■ Given instruction ■
Copy each of the following records line for line, without any alteration.

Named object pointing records
-- begin --

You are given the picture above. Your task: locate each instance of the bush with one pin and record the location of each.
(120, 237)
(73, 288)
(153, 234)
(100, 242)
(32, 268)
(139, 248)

-- end --

■ Result of the exercise ■
You are given the picture above. Your task: locate each instance of the bush with one pin and record the location of each.
(120, 237)
(73, 288)
(153, 234)
(100, 242)
(32, 268)
(139, 248)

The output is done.